Aim of the exercise
Rescale the entries below, starting at the line that contains "Could you indicate the white" and ending at the last line of the entries. Write out every one of those lines again, multiplying each x and y coordinate in the answers by 1.7 and rounding it to a whole number, with halves rounded up.

Working data
┏━━

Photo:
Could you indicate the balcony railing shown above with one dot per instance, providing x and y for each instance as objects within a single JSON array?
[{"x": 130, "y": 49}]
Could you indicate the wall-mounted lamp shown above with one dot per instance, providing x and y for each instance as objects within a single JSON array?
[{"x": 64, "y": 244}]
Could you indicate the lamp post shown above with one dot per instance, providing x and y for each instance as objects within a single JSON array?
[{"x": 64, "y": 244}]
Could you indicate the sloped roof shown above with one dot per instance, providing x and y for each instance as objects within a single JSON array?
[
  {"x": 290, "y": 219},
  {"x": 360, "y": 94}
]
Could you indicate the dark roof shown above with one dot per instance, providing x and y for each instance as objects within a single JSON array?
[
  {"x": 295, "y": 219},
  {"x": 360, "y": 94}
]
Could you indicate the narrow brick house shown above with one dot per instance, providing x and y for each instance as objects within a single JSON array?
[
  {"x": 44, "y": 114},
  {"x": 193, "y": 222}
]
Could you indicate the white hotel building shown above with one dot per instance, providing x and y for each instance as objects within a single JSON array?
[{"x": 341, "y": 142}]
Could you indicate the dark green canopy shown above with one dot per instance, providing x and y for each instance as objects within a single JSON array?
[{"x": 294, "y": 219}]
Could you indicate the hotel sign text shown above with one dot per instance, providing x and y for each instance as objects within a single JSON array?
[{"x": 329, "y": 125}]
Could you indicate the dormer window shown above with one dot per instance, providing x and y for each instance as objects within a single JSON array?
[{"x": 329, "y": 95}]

┗━━

Answer below
Could you indicate the white hotel building shown above with one dot per instance, providing x and y for each instance as objects within a single JSON array?
[{"x": 580, "y": 241}]
Could you indicate the dark green canopy shown above with one dot per instance, providing x and y for each instance as objects within a single JSON array?
[{"x": 500, "y": 372}]
Could you indicate the hotel sign text shown above with one dot per instance, providing x and y for each instance as objects within a single JSON array?
[{"x": 559, "y": 213}]
Could you indicate the dormer window shown above with one dot per instance, providing x and y for each instance as objects within a single JSON array?
[{"x": 559, "y": 162}]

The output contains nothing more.